'''
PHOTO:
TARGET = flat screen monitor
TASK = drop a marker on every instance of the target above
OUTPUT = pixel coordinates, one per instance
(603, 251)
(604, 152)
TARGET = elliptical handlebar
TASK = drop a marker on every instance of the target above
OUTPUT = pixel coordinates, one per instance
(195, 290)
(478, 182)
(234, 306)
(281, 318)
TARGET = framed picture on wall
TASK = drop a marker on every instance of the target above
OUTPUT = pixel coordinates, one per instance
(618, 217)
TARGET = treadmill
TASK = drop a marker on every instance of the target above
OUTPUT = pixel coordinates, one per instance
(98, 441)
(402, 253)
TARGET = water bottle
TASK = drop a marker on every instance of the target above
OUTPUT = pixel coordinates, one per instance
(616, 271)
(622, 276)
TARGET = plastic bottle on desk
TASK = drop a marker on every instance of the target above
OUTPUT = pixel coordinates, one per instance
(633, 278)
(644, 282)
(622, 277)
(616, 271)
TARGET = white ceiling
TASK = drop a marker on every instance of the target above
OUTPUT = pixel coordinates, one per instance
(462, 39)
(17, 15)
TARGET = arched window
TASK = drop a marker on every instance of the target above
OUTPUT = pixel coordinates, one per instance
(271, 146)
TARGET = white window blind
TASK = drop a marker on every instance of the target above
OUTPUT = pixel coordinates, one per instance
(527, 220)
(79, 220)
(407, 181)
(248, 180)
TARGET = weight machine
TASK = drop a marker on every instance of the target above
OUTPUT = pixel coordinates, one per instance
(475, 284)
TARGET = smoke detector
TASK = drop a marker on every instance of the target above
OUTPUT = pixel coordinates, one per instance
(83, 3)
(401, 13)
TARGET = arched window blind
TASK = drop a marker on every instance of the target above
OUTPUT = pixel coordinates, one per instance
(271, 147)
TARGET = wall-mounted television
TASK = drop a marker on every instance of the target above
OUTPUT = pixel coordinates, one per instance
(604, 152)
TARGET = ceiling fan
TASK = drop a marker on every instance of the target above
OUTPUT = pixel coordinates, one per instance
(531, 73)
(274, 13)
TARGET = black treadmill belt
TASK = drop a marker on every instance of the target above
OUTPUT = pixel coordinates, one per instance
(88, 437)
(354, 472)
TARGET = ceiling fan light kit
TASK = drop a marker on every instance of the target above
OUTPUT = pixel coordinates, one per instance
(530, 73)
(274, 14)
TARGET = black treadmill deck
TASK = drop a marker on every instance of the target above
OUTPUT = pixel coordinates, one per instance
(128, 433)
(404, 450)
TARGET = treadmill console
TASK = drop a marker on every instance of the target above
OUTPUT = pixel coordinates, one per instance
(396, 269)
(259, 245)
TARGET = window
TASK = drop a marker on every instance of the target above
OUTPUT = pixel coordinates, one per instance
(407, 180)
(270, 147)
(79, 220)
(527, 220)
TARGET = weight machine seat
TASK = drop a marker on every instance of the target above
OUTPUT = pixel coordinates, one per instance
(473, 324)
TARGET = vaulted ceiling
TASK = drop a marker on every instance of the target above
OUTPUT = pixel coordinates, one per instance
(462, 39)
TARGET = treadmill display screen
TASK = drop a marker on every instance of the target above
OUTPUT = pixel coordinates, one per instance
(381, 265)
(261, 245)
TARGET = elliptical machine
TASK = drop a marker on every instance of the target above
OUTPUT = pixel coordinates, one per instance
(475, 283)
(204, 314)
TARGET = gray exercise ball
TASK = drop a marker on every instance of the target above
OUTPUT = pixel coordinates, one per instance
'''
#### [Prompt]
Copy out every line of the data that includes the word "treadmill".

#### [Problem solution]
TARGET = treadmill
TARGET = black treadmill belt
TARGET = black treadmill deck
TARGET = treadmill console
TARGET = treadmill display screen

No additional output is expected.